Assignment: Say how many lines in the records contain "positive". The reply must consist of the number alone.

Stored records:

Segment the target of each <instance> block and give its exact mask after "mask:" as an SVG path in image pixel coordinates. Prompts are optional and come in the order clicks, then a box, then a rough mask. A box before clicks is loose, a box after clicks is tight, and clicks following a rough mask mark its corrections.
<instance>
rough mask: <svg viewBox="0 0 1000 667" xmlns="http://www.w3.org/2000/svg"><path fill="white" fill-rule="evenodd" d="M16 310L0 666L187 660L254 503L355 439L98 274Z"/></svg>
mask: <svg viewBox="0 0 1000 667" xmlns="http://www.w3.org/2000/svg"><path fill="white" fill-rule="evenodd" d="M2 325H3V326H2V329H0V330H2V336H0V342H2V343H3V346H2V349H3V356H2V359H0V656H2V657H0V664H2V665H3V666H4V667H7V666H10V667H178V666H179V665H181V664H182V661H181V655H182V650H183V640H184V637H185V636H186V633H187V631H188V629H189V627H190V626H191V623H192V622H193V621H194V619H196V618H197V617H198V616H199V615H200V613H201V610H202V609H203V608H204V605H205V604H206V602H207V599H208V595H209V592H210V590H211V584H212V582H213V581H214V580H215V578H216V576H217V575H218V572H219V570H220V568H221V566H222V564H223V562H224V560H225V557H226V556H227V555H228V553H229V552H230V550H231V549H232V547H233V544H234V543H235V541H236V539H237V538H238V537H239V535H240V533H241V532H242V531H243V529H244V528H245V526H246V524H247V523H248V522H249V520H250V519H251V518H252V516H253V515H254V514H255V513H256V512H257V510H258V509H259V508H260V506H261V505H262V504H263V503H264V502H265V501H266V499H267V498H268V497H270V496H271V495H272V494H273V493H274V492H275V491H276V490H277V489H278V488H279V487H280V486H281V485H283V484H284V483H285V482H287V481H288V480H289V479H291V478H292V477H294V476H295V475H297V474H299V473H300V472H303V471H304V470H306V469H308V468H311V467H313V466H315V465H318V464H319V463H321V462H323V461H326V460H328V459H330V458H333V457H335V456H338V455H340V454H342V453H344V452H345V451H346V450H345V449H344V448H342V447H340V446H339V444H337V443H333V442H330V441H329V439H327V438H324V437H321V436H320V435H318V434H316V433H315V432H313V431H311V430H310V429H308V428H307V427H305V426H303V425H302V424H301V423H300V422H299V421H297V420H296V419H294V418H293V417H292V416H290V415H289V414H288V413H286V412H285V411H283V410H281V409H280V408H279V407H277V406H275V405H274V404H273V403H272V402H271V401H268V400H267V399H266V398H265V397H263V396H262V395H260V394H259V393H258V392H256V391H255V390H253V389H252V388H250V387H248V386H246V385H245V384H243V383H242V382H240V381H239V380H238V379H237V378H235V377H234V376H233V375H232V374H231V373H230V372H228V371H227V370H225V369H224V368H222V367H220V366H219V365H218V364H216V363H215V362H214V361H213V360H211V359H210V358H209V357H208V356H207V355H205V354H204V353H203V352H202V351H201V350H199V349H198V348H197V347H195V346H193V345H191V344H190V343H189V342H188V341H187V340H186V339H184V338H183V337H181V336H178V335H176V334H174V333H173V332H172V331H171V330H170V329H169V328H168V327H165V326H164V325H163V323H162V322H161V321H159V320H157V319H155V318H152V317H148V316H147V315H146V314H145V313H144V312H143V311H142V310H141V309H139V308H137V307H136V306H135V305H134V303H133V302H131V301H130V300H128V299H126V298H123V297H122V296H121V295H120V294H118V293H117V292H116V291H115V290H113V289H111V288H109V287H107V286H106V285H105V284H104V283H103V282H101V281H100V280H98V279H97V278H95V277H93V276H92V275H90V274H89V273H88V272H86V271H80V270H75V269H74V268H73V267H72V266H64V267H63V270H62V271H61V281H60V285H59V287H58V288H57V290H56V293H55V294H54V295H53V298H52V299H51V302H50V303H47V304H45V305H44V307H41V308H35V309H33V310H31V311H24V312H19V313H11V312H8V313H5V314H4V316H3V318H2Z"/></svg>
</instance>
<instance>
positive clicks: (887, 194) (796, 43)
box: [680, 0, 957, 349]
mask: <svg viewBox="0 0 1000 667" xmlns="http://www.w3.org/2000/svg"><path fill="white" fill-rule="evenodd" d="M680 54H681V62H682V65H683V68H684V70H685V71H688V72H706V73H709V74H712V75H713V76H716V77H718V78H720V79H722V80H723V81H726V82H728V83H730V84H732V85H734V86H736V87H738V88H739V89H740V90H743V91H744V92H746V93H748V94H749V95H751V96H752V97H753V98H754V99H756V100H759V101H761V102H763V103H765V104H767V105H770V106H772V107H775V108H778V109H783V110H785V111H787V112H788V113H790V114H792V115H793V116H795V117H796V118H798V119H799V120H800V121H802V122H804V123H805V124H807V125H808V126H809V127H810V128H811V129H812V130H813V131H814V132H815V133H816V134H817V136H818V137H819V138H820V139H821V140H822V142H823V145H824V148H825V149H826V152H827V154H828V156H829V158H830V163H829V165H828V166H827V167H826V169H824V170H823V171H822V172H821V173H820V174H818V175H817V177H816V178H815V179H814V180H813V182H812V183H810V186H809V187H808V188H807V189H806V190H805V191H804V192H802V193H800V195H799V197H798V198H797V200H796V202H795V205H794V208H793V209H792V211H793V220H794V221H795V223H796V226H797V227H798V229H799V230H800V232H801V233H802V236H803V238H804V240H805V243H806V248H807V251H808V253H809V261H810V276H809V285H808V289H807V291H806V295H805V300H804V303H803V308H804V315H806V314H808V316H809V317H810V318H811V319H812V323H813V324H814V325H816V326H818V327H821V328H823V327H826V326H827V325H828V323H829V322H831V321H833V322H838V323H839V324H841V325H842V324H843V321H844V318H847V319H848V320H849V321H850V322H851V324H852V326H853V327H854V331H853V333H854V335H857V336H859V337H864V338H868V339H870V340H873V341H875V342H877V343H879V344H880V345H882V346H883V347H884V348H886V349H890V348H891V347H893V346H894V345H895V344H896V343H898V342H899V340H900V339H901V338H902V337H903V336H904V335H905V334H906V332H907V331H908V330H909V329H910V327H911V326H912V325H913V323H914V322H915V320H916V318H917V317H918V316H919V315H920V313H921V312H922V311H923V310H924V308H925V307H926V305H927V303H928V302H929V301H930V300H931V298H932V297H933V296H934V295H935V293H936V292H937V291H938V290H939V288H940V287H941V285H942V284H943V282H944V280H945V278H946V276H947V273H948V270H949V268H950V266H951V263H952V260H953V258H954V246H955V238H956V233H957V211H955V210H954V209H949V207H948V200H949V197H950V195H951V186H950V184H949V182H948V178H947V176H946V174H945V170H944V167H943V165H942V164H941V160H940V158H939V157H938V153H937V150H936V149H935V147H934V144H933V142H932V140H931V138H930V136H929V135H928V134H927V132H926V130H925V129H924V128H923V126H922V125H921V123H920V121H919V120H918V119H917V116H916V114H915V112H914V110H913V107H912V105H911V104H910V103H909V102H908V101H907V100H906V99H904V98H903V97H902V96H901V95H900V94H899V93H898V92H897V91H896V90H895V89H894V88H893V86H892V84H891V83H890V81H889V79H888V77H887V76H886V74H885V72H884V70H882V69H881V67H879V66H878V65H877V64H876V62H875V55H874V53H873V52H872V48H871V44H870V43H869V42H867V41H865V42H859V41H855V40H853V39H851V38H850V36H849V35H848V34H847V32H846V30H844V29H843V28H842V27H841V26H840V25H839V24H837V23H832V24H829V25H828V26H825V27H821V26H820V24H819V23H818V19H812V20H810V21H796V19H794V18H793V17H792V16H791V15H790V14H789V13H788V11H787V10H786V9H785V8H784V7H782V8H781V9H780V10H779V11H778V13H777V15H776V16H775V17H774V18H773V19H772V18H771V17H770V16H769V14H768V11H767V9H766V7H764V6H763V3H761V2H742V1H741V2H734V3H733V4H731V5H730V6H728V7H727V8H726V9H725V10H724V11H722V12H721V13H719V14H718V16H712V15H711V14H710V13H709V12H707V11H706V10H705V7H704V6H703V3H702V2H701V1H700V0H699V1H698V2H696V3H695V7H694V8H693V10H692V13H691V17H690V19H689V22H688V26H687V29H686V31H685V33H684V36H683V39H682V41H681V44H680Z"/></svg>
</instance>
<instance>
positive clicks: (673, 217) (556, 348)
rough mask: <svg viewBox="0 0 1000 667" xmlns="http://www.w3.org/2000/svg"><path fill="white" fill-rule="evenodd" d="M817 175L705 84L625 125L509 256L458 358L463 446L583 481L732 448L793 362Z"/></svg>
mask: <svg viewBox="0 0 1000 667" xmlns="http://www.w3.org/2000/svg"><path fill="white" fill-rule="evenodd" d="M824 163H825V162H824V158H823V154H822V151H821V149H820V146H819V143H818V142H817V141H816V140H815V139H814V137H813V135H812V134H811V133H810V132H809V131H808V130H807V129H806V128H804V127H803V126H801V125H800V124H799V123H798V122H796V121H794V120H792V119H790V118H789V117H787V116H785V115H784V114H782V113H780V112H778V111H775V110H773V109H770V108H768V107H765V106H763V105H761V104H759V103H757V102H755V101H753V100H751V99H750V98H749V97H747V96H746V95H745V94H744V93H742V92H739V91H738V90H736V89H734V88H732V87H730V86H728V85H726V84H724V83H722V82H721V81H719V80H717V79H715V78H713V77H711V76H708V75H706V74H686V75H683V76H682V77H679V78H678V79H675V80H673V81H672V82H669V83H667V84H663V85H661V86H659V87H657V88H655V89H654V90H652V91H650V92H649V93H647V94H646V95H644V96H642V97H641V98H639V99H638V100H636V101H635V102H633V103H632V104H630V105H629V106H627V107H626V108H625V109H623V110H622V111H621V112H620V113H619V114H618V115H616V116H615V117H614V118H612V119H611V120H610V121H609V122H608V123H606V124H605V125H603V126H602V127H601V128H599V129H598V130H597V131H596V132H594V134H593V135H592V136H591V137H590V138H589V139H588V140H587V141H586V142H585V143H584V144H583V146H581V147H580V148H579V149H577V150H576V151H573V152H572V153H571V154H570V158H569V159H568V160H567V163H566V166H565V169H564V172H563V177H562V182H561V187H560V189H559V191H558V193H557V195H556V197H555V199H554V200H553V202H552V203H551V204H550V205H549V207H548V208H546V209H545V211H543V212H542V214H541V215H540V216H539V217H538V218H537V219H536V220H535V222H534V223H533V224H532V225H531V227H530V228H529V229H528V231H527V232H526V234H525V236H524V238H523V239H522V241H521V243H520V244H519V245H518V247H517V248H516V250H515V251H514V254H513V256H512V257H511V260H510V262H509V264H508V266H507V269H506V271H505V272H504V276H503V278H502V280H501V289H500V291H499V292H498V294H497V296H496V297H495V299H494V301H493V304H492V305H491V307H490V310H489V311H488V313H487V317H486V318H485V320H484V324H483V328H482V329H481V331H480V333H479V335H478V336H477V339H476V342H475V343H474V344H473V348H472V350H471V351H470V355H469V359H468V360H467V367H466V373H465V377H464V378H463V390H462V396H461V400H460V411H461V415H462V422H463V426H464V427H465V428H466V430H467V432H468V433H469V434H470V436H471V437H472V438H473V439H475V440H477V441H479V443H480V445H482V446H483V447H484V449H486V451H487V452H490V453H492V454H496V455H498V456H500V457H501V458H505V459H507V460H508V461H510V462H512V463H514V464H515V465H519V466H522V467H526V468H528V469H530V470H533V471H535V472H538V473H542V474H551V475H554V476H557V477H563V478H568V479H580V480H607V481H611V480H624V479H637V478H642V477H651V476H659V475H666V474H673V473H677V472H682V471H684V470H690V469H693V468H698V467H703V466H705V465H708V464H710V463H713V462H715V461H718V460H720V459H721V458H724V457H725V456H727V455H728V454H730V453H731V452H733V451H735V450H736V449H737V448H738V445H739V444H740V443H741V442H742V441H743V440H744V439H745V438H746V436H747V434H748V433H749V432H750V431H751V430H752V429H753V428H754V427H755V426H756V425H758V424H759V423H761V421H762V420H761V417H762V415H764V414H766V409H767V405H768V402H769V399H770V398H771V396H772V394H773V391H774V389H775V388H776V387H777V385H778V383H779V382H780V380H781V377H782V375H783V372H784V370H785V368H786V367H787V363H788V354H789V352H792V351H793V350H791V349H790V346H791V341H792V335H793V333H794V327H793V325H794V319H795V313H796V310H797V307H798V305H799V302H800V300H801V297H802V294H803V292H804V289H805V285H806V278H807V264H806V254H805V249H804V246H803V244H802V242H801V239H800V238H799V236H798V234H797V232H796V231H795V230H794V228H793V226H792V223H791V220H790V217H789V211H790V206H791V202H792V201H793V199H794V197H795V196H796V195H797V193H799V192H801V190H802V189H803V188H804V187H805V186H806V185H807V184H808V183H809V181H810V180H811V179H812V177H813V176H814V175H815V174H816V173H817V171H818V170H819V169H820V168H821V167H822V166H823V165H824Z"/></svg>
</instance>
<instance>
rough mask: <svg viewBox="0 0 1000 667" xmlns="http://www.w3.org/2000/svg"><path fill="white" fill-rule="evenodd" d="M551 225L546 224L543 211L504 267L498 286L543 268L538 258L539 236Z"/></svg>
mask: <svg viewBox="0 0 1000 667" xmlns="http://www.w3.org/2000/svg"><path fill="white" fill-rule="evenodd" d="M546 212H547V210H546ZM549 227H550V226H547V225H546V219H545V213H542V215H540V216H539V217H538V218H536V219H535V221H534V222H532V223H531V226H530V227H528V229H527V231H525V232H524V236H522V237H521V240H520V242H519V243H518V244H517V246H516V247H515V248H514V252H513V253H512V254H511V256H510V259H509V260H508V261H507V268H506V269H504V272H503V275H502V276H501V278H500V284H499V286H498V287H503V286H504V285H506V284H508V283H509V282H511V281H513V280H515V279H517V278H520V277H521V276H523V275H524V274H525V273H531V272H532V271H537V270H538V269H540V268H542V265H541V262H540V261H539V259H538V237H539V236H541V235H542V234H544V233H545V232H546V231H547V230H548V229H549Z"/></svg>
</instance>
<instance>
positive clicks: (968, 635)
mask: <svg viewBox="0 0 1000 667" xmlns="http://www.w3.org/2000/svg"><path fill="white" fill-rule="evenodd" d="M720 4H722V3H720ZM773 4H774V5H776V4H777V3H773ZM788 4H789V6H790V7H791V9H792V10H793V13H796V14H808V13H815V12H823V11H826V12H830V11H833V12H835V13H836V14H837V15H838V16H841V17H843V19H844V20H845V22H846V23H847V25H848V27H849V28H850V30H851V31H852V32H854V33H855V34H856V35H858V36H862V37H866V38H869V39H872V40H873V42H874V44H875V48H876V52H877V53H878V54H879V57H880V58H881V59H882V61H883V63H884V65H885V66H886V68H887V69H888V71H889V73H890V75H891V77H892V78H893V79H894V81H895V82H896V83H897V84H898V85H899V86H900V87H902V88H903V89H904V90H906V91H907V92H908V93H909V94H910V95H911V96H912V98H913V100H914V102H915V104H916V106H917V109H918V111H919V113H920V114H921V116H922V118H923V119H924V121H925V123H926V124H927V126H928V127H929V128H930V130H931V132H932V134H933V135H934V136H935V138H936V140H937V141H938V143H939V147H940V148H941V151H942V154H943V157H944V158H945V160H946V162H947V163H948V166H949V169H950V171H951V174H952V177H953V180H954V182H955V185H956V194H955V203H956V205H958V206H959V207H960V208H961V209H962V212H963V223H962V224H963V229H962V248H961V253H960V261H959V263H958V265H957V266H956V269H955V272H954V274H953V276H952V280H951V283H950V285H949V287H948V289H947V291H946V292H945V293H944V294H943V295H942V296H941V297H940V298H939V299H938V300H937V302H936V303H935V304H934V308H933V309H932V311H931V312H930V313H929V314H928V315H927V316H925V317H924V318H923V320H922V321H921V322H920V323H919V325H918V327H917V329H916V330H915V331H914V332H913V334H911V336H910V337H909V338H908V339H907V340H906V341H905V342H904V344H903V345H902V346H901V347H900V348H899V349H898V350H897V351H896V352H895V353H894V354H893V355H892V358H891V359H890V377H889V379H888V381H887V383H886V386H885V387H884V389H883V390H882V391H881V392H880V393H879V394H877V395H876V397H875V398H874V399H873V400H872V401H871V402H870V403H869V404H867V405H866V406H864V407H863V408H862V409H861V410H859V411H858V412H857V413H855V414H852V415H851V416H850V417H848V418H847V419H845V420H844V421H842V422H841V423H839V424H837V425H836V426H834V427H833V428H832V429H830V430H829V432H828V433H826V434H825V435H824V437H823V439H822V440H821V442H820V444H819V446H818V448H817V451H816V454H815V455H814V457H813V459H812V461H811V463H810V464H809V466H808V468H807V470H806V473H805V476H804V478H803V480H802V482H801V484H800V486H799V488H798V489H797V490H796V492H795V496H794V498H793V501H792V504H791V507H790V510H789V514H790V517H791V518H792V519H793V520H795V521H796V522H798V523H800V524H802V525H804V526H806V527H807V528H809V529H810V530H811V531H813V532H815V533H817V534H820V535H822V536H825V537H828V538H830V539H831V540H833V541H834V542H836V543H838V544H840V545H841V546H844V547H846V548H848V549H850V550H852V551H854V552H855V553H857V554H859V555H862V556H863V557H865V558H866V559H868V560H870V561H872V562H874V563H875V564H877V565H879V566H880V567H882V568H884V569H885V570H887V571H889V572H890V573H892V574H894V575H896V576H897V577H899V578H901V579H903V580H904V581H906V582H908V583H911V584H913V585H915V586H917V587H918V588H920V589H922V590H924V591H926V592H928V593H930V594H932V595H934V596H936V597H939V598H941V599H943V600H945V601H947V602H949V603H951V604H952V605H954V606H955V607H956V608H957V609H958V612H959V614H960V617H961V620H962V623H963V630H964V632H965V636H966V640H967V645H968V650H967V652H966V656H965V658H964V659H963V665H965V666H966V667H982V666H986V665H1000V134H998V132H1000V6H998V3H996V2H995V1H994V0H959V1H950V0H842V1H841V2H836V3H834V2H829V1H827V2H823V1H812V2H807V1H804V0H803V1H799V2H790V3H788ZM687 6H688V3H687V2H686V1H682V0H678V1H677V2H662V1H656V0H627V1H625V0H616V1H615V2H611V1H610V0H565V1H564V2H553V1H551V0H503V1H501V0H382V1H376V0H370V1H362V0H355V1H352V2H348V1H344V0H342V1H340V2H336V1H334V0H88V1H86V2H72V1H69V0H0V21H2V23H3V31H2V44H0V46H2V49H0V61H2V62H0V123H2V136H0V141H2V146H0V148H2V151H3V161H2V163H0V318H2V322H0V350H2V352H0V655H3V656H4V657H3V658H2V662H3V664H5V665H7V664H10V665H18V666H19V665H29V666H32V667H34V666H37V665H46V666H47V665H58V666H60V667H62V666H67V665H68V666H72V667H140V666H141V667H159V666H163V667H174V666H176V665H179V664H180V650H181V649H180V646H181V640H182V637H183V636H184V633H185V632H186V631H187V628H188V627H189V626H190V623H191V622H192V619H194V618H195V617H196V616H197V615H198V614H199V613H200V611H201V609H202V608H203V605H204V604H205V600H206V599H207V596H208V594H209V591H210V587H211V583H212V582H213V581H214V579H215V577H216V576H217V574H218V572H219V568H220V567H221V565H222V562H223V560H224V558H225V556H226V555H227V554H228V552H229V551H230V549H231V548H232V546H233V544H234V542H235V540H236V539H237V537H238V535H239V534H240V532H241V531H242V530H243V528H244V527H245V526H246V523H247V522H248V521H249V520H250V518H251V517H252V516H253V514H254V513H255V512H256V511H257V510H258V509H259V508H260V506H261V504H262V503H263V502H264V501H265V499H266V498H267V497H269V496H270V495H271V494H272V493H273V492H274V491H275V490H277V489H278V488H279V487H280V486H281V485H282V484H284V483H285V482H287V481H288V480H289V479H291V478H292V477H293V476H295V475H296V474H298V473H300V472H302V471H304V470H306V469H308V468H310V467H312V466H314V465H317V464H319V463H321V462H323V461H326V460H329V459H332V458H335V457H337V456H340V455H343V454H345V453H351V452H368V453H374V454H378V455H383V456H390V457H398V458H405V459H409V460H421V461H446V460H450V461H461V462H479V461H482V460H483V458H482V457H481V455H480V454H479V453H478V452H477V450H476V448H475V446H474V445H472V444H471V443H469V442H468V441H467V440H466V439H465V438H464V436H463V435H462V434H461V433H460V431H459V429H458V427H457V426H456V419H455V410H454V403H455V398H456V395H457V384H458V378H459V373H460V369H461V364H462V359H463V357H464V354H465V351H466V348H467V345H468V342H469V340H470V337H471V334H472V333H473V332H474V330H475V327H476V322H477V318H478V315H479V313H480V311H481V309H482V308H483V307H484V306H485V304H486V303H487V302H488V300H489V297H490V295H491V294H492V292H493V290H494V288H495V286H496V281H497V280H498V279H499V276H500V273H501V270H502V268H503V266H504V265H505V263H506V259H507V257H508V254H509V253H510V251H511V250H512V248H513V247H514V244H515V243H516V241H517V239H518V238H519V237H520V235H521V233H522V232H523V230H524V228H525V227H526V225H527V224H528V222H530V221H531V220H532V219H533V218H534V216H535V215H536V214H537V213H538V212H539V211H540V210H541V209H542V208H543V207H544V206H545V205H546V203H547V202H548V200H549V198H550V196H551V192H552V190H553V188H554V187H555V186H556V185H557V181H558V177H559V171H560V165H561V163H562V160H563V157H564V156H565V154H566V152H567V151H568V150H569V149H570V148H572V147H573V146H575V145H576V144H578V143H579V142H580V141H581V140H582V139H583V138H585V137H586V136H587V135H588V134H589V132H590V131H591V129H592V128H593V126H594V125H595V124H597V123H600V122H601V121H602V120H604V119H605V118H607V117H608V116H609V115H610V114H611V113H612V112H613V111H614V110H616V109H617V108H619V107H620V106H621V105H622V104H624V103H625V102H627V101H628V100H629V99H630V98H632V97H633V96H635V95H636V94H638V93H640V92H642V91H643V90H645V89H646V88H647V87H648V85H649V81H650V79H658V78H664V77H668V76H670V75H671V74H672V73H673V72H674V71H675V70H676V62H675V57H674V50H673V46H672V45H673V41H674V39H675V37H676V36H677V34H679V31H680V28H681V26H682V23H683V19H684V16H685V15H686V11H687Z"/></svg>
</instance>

Response to the task: 3